_Records for processing_
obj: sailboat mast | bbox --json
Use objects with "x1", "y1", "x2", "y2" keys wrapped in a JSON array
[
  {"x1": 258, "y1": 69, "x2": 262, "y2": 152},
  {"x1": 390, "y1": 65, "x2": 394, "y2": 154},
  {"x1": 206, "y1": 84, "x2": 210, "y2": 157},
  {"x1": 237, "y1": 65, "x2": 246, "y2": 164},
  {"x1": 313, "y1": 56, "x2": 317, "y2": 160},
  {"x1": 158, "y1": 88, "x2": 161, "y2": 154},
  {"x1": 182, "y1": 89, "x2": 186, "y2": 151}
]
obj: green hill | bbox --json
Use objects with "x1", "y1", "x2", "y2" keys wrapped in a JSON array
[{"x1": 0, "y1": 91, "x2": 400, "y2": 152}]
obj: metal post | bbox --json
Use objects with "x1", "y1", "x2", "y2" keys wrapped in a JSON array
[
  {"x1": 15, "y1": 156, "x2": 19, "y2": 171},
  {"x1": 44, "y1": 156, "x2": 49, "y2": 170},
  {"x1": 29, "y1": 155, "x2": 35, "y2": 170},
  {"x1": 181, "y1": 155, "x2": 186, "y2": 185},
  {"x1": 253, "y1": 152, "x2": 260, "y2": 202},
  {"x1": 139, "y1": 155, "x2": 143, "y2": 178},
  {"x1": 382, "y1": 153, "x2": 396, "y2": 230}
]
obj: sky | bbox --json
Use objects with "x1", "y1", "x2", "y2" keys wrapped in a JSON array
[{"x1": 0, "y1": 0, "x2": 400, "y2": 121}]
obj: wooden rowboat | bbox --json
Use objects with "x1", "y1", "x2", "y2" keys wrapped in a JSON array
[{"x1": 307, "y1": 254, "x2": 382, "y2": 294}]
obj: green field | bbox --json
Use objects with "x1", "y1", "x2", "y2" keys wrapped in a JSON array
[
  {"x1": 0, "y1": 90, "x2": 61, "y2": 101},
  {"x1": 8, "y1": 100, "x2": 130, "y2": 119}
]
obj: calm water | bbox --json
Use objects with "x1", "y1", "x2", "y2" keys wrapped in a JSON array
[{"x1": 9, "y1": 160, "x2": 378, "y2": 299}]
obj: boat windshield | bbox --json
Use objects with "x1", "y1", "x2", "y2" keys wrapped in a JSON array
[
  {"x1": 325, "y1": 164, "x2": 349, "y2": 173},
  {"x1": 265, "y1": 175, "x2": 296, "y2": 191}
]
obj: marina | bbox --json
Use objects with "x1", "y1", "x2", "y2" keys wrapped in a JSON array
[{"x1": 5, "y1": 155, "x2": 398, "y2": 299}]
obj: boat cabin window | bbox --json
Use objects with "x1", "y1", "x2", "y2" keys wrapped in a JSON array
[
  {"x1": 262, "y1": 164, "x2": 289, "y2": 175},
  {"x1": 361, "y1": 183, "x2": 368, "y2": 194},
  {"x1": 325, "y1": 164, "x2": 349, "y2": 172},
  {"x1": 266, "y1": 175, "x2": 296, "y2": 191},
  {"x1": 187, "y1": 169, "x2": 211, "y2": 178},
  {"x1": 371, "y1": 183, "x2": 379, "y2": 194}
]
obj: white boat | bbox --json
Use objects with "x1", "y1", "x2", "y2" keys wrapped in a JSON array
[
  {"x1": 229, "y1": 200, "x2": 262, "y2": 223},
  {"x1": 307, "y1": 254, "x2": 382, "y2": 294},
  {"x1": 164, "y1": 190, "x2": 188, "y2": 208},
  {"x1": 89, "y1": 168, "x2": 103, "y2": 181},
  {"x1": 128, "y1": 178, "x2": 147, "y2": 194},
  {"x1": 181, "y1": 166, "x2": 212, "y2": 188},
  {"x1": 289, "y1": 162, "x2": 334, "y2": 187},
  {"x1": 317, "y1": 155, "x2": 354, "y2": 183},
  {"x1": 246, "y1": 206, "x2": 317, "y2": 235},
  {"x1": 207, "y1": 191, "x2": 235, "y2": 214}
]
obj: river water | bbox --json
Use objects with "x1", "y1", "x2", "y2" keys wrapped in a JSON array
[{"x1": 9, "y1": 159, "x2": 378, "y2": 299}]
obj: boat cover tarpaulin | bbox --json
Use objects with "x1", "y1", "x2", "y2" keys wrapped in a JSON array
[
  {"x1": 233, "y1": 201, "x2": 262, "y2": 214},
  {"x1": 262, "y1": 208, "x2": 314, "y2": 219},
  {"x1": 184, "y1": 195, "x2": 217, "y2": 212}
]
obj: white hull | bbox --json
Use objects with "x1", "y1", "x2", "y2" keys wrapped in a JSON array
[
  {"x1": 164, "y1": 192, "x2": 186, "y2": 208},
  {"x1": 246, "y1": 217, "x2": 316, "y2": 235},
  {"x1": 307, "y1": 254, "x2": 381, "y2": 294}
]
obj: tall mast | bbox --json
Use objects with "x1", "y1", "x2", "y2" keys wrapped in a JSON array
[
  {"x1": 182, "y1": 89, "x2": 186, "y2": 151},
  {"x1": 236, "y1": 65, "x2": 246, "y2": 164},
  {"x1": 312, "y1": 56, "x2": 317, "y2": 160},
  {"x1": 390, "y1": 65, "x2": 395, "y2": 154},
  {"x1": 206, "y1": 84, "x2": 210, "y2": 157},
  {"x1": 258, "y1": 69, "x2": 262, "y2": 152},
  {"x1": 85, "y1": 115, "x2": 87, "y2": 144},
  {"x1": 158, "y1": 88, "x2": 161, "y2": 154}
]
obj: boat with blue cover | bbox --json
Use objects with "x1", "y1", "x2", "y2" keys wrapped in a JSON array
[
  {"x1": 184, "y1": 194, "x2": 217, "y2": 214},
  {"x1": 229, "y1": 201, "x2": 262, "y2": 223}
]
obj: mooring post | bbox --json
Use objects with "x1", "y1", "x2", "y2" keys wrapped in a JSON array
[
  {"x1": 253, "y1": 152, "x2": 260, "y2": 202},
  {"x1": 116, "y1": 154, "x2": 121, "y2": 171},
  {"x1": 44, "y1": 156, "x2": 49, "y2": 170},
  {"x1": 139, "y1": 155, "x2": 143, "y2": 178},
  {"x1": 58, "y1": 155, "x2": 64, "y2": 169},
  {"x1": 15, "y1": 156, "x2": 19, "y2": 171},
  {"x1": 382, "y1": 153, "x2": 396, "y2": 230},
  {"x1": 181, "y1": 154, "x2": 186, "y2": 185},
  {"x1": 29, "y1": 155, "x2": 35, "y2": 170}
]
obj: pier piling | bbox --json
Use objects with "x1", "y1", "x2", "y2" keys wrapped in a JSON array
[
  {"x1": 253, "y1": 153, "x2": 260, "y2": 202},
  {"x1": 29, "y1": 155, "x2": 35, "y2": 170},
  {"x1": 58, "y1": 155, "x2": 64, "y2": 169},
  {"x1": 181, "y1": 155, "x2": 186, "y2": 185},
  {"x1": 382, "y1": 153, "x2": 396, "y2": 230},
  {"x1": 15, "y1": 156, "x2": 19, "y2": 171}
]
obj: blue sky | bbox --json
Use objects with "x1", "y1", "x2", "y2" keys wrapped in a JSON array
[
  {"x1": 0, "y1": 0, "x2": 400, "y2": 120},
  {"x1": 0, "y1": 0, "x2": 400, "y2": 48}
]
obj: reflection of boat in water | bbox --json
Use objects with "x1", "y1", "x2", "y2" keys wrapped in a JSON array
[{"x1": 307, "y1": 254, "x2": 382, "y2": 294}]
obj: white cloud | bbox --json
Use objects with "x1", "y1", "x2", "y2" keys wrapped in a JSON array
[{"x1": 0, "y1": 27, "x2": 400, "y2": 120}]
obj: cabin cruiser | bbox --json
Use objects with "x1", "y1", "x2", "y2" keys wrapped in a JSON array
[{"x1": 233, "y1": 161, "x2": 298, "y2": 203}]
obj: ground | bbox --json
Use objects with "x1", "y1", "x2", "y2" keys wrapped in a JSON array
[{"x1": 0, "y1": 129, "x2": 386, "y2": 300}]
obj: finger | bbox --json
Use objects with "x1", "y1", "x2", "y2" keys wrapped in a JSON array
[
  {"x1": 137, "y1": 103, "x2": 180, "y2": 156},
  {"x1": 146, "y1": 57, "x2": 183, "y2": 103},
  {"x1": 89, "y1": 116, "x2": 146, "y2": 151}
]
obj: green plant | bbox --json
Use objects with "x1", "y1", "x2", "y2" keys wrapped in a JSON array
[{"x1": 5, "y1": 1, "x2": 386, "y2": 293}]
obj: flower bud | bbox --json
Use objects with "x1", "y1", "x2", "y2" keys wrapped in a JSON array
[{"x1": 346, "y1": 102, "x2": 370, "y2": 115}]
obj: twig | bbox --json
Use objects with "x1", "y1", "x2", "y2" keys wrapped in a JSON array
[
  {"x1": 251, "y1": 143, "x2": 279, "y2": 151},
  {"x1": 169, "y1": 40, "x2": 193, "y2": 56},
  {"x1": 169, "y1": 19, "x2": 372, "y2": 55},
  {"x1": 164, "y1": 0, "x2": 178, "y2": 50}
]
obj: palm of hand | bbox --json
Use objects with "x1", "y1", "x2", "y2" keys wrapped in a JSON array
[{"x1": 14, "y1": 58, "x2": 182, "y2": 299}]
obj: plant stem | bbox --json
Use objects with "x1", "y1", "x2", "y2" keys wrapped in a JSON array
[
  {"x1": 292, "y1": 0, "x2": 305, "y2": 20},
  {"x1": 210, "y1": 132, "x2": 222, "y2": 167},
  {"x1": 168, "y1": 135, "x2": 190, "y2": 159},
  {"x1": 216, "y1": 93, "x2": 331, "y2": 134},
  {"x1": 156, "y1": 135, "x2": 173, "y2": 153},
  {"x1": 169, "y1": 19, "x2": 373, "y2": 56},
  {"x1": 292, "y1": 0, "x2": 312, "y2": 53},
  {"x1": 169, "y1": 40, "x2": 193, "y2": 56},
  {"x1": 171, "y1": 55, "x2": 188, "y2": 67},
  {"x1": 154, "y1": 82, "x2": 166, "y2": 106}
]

_Problem to work on_
Locate "obj: green plant | bbox --json" in the data above. Then repeat, exactly, its line and each line after it through the last, adding nothing.

_Complete response_
obj: green plant | bbox --json
Use objects with "x1", "y1", "x2", "y2" keys wrapped in a JSON array
[{"x1": 5, "y1": 1, "x2": 386, "y2": 293}]
obj: flower bud | bbox --json
Use objects with "x1", "y1", "x2", "y2" keys wrapped in a JSON array
[{"x1": 346, "y1": 102, "x2": 370, "y2": 115}]
obj: twig | bbox --json
Use objects with "x1", "y1", "x2", "y2" keys wrapped in a JSON array
[
  {"x1": 251, "y1": 143, "x2": 279, "y2": 151},
  {"x1": 169, "y1": 40, "x2": 193, "y2": 56},
  {"x1": 169, "y1": 19, "x2": 372, "y2": 55},
  {"x1": 164, "y1": 0, "x2": 178, "y2": 50}
]
obj: palm of hand | bbox --json
Use objects with "x1", "y1", "x2", "y2" keys wrapped in a JSON array
[{"x1": 14, "y1": 58, "x2": 182, "y2": 299}]
obj: plant stem | bbox --json
Use objects with "x1", "y1", "x2", "y2" keys wrapped in a JSON array
[
  {"x1": 292, "y1": 0, "x2": 305, "y2": 20},
  {"x1": 210, "y1": 132, "x2": 222, "y2": 167},
  {"x1": 168, "y1": 135, "x2": 190, "y2": 159},
  {"x1": 216, "y1": 93, "x2": 331, "y2": 134},
  {"x1": 156, "y1": 135, "x2": 173, "y2": 153},
  {"x1": 169, "y1": 19, "x2": 373, "y2": 56},
  {"x1": 292, "y1": 0, "x2": 312, "y2": 53},
  {"x1": 169, "y1": 40, "x2": 193, "y2": 56},
  {"x1": 171, "y1": 55, "x2": 188, "y2": 67},
  {"x1": 154, "y1": 82, "x2": 166, "y2": 106}
]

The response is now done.